(Segmentation dataset excerpts)
▶

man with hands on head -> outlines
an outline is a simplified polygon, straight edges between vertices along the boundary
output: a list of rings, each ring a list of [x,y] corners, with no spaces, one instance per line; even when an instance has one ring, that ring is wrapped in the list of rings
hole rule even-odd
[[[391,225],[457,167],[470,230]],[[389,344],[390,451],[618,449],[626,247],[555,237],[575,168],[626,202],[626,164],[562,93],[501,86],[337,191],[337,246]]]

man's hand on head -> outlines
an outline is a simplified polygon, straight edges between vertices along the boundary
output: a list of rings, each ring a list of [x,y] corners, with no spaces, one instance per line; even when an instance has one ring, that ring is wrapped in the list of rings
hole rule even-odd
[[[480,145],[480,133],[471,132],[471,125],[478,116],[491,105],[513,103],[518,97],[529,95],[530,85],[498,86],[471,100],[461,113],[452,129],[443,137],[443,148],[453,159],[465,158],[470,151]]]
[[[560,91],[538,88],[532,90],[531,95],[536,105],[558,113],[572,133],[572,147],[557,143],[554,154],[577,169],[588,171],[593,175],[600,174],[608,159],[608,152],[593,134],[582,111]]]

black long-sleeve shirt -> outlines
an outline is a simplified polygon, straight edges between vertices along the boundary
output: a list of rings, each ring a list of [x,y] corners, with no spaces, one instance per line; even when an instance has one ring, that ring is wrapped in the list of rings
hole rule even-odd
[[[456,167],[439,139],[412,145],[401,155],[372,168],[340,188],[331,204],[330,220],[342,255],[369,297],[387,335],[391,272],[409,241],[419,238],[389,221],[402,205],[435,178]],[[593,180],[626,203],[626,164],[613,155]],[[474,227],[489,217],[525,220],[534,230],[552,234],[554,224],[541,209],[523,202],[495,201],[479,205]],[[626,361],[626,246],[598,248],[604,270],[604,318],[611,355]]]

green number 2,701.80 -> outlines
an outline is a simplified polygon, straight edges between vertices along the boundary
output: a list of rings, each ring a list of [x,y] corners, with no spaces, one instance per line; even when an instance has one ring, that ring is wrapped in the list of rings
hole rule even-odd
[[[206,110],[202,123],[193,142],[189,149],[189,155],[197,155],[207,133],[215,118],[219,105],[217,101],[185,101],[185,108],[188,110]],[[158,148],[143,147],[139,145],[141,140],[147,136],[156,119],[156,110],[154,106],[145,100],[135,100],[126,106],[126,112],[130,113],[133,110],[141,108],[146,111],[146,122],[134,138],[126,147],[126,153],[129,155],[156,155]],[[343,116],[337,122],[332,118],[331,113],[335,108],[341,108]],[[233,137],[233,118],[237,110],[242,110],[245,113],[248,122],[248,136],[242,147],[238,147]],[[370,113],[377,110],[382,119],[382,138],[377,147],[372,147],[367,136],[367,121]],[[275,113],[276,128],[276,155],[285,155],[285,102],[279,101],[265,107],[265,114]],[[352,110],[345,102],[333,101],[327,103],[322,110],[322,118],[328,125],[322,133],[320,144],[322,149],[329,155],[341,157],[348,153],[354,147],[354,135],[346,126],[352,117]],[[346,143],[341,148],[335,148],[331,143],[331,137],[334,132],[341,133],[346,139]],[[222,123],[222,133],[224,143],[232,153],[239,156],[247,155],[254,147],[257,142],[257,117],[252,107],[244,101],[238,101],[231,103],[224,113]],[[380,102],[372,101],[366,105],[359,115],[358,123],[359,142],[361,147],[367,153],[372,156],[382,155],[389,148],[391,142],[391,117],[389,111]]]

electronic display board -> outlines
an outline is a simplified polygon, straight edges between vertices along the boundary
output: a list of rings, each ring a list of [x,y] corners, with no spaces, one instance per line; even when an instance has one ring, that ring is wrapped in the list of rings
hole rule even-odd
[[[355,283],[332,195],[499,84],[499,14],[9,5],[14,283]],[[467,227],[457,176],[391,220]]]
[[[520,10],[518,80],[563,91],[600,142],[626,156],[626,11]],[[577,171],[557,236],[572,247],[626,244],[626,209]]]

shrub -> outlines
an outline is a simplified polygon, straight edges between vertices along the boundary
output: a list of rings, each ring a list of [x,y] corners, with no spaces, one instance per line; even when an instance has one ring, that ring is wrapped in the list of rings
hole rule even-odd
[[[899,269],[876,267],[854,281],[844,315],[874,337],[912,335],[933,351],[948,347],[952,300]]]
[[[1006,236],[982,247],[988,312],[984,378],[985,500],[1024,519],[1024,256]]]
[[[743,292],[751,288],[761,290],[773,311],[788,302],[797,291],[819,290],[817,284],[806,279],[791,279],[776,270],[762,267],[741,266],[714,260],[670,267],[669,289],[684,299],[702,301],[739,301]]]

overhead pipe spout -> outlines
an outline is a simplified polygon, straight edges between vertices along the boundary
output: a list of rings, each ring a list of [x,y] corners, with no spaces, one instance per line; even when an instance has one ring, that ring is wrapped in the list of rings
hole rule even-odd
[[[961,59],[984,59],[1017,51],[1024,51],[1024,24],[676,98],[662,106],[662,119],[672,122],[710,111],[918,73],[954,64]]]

◀

**Exercise objective**
Can you write out every one of the records above word for word, with each line kept unchanged?

**Exercise solution**
man with hands on head -> outlines
an outline is a simplified polygon, straight edges between vertices along the boundary
output: a list of rings, each ring a list of [x,y] corners, with no spaces, one instance per line; even when an instance has one ring, that ring is wrapped in the list of rings
hole rule even-odd
[[[391,225],[457,167],[470,230]],[[389,344],[390,451],[618,449],[626,247],[555,237],[575,168],[626,202],[626,164],[562,93],[501,86],[337,191],[337,246]]]

man's hand on head -> outlines
an outline is a simplified polygon, straight edges between vertices along the boundary
output: a list of rings, each ring a list of [x,y] corners, with no spaces, one instance per line; even when an instance has one ring, that ring is wrapped in the list of rings
hole rule even-odd
[[[480,145],[480,133],[471,132],[471,125],[478,116],[491,105],[513,103],[518,97],[529,95],[530,85],[498,86],[471,100],[461,113],[452,129],[443,137],[443,148],[453,159],[465,158],[470,151]]]
[[[560,91],[538,88],[532,90],[531,95],[536,105],[558,113],[572,133],[572,147],[557,143],[554,154],[577,169],[588,171],[593,175],[600,174],[608,159],[608,152],[593,134],[582,111]]]

black long-sleeve shirt -> outlines
an outline is a simplified polygon, straight edges between vertices along the boundary
output: a list of rings, each ring a list of [x,y] corners, with no spaces, one instance per line; even when an instance has one ring, that ring is wrapped in the list of rings
hole rule even-odd
[[[456,167],[439,139],[412,145],[401,155],[372,168],[340,188],[331,204],[330,220],[342,255],[369,297],[387,335],[391,272],[409,241],[419,238],[389,221],[402,205],[435,178]],[[593,180],[626,203],[626,164],[613,155]],[[474,227],[489,217],[525,220],[534,230],[552,234],[554,224],[541,209],[523,202],[495,201],[479,205]],[[626,361],[626,246],[598,248],[604,270],[604,318],[611,355]]]

green number 2,701.80 -> outlines
an outline is a simplified polygon, straight edges between vertices along the boundary
output: a list of rings, each ring a list of [x,y] corners, with no spaces, one instance per line; even when an instance has one ring, that ring is wrapped in the list of rings
hole rule even-odd
[[[206,110],[202,123],[193,142],[189,149],[189,155],[197,155],[207,133],[215,118],[219,105],[217,101],[185,101],[185,108],[188,110]],[[158,148],[143,147],[139,145],[141,140],[147,136],[156,119],[156,110],[154,106],[145,100],[135,100],[126,106],[126,112],[130,113],[133,110],[141,108],[146,111],[146,122],[134,138],[126,147],[126,153],[129,155],[156,155]],[[343,116],[337,122],[332,118],[331,113],[335,108],[341,108]],[[233,137],[233,118],[237,110],[242,110],[245,113],[248,122],[248,136],[242,147],[238,147]],[[370,113],[377,110],[382,119],[382,138],[377,147],[372,147],[367,136],[367,121]],[[275,113],[276,128],[276,155],[285,155],[285,102],[279,101],[265,107],[265,114]],[[352,110],[345,102],[333,101],[327,103],[322,110],[322,118],[328,125],[322,133],[320,144],[322,149],[329,155],[341,157],[348,153],[354,147],[354,135],[346,126],[352,117]],[[346,143],[341,148],[335,148],[331,143],[331,137],[334,132],[341,133],[346,139]],[[222,123],[222,133],[224,143],[232,153],[239,156],[247,155],[254,147],[257,142],[257,117],[252,107],[244,101],[238,101],[231,103],[224,113]],[[380,102],[372,101],[366,105],[359,115],[358,123],[359,142],[361,147],[367,153],[372,156],[382,155],[389,148],[391,142],[391,117],[389,111]]]

electronic display board -> outlines
an outline is a simplified polygon, straight edges between vertices along the boundary
output: a list of rings, each ring a list of [x,y] corners, with no spaces, one instance per line; even when an instance has one ring, that ring is wrapped in the list of rings
hole rule even-odd
[[[355,283],[332,195],[499,84],[499,14],[9,5],[14,283]],[[467,227],[457,176],[391,220]]]
[[[520,10],[518,80],[563,91],[600,142],[626,156],[626,11]],[[577,171],[557,236],[572,247],[626,244],[626,209]]]

shrub -> outlines
an outline is a simplified polygon, straight edges between vertices along the boundary
output: a list of rings, each ring a list of [x,y] corners, with no spaces, one instance per line; even when an instance has one ring, that ring is wrapped in the list of rings
hole rule even-odd
[[[899,269],[876,267],[854,281],[844,315],[874,337],[912,335],[933,351],[948,347],[952,300]]]
[[[1006,236],[982,247],[988,312],[984,378],[985,500],[1024,519],[1024,256]]]
[[[743,292],[751,288],[761,290],[773,311],[788,302],[797,291],[819,290],[817,284],[806,279],[791,279],[776,270],[762,267],[741,266],[714,260],[670,267],[669,289],[684,299],[702,301],[739,301]]]

overhead pipe spout -> outlines
an outline is a simplified polygon, straight edges between vertices along the boundary
output: a list of rings, each ring a list of [x,y] corners, with no spaces, one instance per line; even when an instance has one ring, that ring is wrapped in the list of rings
hole rule even-odd
[[[961,59],[984,59],[1017,51],[1024,51],[1024,24],[676,98],[662,106],[662,119],[672,122],[710,111],[918,73],[954,64]]]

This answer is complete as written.